- Objective -
Format the entries as a Markdown table with the columns Row and Line, one numbered row per line and blank lines omitted. Begin at the line containing "drawmask --target fender" and stop after the line containing "129 106 L 132".

::: Supplied records

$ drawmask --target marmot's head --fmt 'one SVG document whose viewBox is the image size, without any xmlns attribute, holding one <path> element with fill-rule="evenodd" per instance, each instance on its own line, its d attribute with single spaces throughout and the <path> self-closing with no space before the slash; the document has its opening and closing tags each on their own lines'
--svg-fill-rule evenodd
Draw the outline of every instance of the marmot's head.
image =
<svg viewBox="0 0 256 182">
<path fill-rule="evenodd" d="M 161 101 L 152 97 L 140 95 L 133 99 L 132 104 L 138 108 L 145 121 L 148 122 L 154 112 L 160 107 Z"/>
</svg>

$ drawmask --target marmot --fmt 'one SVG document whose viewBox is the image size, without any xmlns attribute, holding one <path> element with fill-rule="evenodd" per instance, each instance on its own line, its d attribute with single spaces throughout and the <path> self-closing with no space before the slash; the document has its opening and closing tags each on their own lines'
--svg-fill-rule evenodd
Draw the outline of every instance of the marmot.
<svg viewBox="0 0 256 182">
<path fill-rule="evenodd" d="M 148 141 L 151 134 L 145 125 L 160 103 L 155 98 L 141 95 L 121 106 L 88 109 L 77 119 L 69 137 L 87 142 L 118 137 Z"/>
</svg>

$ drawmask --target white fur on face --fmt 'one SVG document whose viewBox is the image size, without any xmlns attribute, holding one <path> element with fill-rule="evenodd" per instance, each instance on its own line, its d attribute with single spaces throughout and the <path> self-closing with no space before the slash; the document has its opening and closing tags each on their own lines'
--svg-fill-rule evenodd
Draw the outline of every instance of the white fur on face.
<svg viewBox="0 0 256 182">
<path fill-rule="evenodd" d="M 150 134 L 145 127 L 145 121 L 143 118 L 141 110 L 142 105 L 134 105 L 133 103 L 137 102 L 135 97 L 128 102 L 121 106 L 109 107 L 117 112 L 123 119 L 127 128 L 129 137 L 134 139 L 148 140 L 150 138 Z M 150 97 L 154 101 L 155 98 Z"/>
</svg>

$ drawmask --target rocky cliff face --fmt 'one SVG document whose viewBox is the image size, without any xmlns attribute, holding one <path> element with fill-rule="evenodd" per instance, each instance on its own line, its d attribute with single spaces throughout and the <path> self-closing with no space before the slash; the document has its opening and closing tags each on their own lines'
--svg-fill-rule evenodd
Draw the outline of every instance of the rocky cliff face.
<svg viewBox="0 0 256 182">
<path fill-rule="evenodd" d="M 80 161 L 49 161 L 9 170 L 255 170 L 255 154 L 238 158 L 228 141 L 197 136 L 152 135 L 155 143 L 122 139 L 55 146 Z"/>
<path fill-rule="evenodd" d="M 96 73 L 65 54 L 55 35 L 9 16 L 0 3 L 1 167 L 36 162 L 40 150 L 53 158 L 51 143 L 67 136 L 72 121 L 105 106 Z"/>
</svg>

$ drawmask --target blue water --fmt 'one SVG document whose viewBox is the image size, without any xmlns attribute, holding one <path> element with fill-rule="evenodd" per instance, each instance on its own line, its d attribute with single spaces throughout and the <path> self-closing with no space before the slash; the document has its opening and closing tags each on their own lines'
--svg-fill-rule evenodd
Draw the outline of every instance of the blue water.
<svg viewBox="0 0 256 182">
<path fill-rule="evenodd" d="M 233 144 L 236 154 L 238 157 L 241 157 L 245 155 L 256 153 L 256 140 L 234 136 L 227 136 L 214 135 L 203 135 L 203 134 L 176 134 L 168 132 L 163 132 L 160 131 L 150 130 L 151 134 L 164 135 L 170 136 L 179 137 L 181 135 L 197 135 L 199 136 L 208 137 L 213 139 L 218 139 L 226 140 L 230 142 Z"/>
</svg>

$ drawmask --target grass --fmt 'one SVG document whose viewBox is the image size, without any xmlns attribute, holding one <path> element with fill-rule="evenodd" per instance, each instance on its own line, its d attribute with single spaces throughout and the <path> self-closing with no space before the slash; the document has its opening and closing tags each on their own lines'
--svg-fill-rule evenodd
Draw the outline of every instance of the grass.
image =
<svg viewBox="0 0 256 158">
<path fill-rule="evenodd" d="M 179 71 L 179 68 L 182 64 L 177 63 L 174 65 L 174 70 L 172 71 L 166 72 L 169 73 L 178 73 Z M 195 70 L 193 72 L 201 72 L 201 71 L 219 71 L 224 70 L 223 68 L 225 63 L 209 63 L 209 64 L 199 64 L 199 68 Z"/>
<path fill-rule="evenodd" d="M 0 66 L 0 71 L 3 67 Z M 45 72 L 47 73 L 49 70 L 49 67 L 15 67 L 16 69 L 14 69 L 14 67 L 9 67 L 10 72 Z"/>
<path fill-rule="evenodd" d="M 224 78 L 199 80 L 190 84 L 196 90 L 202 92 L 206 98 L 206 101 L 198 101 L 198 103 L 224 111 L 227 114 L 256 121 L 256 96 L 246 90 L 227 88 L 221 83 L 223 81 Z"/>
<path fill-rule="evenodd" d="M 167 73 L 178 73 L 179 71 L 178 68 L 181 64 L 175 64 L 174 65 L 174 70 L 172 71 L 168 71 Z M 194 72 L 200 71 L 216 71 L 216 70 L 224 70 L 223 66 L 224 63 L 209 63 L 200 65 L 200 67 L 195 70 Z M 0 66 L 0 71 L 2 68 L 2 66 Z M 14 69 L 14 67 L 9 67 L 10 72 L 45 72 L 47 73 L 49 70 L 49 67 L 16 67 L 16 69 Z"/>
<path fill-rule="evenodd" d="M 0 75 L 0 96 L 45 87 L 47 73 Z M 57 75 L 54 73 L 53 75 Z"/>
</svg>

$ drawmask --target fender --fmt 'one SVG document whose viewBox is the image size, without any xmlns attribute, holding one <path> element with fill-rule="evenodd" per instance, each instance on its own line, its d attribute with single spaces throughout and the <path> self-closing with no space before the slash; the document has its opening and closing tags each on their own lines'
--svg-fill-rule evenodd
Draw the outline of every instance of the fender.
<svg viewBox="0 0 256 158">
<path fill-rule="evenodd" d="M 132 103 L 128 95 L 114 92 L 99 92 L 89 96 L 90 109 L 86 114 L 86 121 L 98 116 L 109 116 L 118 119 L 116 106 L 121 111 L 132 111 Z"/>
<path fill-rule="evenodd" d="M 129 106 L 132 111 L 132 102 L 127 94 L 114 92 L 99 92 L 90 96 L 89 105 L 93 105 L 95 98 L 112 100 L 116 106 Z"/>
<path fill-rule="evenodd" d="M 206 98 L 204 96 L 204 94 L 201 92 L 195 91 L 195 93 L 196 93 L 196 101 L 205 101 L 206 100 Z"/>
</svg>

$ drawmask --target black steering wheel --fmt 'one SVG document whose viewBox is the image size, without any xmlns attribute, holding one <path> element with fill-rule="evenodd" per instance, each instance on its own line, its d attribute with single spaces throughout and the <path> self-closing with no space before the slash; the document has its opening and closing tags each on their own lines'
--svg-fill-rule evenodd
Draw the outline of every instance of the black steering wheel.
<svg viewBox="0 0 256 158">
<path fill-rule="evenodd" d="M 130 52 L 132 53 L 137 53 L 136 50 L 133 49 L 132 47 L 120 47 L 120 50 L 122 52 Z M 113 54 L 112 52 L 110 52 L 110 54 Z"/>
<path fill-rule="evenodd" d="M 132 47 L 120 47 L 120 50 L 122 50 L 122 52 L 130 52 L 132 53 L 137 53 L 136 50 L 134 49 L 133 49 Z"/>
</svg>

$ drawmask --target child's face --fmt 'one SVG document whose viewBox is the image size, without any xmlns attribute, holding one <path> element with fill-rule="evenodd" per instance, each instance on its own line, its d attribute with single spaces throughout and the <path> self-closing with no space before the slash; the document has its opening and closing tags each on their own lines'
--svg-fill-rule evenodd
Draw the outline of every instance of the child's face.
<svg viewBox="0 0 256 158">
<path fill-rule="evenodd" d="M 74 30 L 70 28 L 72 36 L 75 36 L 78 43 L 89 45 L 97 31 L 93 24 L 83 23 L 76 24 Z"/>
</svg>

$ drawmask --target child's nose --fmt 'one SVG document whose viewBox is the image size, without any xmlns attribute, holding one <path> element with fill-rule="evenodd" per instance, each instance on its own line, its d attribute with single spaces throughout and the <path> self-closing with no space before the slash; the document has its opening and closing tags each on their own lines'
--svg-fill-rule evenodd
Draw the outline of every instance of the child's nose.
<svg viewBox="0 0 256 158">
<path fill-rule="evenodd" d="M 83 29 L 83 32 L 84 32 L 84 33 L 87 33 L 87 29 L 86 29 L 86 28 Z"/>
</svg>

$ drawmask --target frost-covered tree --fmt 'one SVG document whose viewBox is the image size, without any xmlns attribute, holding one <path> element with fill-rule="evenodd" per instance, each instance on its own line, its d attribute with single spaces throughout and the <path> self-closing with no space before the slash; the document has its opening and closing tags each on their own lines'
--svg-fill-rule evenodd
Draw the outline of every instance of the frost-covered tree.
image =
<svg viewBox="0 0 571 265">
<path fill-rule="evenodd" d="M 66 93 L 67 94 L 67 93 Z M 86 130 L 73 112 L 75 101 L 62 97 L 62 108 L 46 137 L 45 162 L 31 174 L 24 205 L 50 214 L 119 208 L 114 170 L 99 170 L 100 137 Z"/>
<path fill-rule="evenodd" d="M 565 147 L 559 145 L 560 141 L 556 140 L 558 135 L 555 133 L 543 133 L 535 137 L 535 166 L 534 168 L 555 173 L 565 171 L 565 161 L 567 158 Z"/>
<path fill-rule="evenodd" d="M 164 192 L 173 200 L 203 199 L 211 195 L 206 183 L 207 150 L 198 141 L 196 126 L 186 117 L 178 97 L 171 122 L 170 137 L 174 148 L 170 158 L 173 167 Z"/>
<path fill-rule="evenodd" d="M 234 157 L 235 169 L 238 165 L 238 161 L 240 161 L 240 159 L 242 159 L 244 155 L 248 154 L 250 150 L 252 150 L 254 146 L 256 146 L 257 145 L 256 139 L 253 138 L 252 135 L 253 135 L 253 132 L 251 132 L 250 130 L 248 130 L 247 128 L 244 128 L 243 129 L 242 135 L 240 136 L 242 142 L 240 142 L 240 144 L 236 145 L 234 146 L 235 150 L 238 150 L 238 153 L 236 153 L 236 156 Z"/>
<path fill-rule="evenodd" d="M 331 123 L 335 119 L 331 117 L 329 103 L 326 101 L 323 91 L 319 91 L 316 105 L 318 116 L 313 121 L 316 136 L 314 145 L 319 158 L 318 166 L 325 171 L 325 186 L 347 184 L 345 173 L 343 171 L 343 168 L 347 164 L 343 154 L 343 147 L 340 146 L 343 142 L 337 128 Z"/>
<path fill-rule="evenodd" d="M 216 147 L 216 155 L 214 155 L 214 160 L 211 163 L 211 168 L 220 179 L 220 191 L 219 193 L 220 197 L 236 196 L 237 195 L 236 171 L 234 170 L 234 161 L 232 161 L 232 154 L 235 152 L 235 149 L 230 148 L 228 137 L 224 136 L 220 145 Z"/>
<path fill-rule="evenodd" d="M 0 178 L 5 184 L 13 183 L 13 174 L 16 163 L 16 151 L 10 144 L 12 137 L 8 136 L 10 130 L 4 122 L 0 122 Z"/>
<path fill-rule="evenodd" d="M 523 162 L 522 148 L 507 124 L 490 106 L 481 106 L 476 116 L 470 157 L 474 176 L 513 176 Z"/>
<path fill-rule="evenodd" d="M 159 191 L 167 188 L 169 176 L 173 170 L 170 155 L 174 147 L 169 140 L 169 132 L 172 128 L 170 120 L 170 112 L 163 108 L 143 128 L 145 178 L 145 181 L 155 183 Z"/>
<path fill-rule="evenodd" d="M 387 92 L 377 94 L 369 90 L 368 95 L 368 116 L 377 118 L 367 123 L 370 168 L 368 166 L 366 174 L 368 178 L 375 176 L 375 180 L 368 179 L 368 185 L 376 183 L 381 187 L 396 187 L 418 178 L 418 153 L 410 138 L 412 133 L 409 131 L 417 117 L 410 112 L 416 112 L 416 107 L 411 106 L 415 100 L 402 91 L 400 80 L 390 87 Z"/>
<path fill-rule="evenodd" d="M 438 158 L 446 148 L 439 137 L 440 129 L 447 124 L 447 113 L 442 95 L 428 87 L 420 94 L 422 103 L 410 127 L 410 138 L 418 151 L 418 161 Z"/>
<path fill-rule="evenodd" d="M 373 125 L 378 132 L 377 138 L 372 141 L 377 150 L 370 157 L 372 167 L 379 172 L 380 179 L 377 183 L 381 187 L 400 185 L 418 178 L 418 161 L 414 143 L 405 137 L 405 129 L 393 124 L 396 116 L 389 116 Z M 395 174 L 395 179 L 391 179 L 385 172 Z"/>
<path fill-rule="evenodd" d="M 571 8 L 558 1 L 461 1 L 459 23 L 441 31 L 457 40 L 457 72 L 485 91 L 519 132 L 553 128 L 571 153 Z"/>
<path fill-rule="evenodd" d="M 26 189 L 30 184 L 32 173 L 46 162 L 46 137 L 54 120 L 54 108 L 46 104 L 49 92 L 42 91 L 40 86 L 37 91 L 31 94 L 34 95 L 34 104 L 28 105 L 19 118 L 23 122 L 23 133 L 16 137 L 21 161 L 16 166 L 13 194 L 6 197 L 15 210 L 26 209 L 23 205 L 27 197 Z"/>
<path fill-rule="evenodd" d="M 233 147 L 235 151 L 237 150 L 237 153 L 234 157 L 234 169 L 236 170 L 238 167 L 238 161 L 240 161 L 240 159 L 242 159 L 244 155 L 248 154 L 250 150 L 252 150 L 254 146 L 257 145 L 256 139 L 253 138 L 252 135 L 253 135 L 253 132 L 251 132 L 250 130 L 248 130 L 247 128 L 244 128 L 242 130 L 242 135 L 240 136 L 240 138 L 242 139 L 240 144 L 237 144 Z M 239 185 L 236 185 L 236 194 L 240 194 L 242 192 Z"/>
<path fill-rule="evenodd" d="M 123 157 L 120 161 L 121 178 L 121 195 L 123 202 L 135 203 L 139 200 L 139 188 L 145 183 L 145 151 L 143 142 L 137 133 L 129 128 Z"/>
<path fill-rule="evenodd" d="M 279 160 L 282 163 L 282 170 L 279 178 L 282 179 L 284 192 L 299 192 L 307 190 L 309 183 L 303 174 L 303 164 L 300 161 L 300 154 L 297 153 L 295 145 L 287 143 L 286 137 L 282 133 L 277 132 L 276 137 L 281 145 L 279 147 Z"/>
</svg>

::::::

- Final result -
| Row | Line |
|---|---|
| 1 | $ drawmask --target fender --fmt 'one SVG document whose viewBox is the image size, without any xmlns attribute, holding one <path> element with fill-rule="evenodd" per instance, each instance on its own line, its d attribute with single spaces throughout and the <path> self-closing with no space before the slash; the document has its opening and closing tags each on their own lines' |
| 2 | --svg-fill-rule evenodd |
| 3 | Draw the outline of every instance of the fender. |
| 4 | <svg viewBox="0 0 256 158"> |
| 5 | <path fill-rule="evenodd" d="M 132 103 L 128 95 L 114 92 L 99 92 L 89 96 L 90 109 L 86 114 L 86 121 L 98 116 L 109 116 L 118 119 L 116 106 L 121 111 L 132 111 Z"/> |
| 6 | <path fill-rule="evenodd" d="M 129 106 L 132 111 L 132 102 L 127 94 L 114 92 L 99 92 L 90 96 L 89 105 L 93 105 L 95 98 L 112 100 L 116 106 Z"/> |